Wir haben als neuestes Teilprojekt der ITBO dieses Jahr die Transfer- und Vernetzungsplattform zITBOx lanciert. Das war zuerst nur für die Modellschulen angedacht, doch nun ist es eine Transferplattform, wo sich Lehrpersonen aller Stufen, auch Mittelschulen und Berufsschulen, treffen, austauschen und voneinander profitieren können. Die Plattform soll auch als Multiplikator dienen. Gerade an der Digitalisierung interessierte Lehrpersonen anderer Schulen können hier aktuell mitverfolgen, was an den Modellschulen passiert, Anwendungsbeispiele übernehmen und weiterentwickeln. Sie agieren nicht im luftleeren Raum, sondern basieren auf Erfahrungen der Modellschulen und können sich ebenfalls einbringen.


Wie stellen Sie sicher, dass sich alle Schulen im Kanton mit den Themen der ITBO befassen?

Aufgaben
a: Beantworte anhand des Textauszugs diese Fragen:
(i) Als was wird zITBOx im Verhältnis zur ITBO bezeichnet?
(ii) Für wen war die Plattform zuerst angedacht?
(iii) Worauf basieren die interessierten Lehrpersonen anderer Schulen laut Text?
b: Gib den Inhalt des Textauszugs in genau zwei Sätzen wieder.
c: Übertrage diesen Satz aus dem Textauszug ins Englische: „Sie agieren nicht im luftleeren Raum, sondern basieren auf Erfahrungen der Modellschulen und können sich ebenfalls einbringen.“

Gegebene Daten
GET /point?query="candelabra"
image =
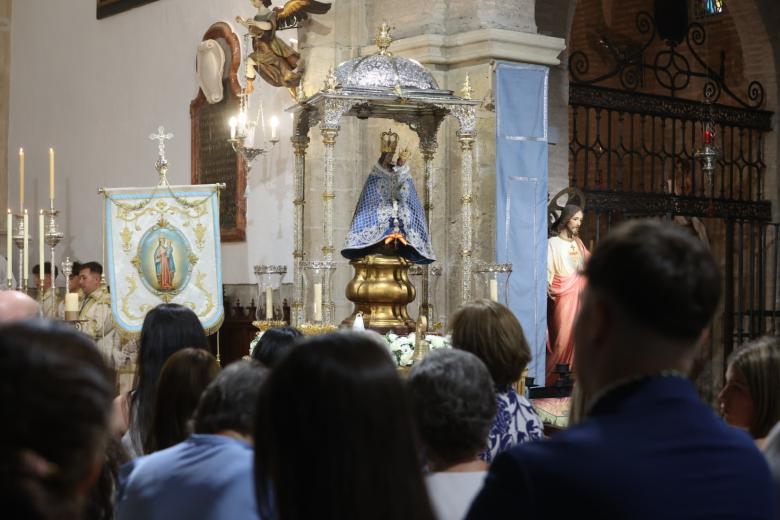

Lösungen
a:
(i) Als neuestes Teilprojekt der ITBO.
(ii) Nur für die Modellschulen.
(iii) Auf Erfahrungen der Modellschulen.

b: Als neuestes Teilprojekt der ITBO wurde dieses Jahr die Transfer- und Vernetzungsplattform zITBOx lanciert, die zuerst nur für die Modellschulen angedacht war und nun Lehrpersonen aller Stufen, auch an Mittel- und Berufsschulen, zum Austausch offensteht. Als Multiplikator soll sie interessierten Lehrpersonen anderer Schulen ermöglichen, das Geschehen an den Modellschulen mitzuverfolgen, Anwendungsbeispiele zu übernehmen und weiterzuentwickeln sowie sich selbst einzubringen.

c: They do not operate in a vacuum but build on the experiences of the model schools and can also contribute themselves.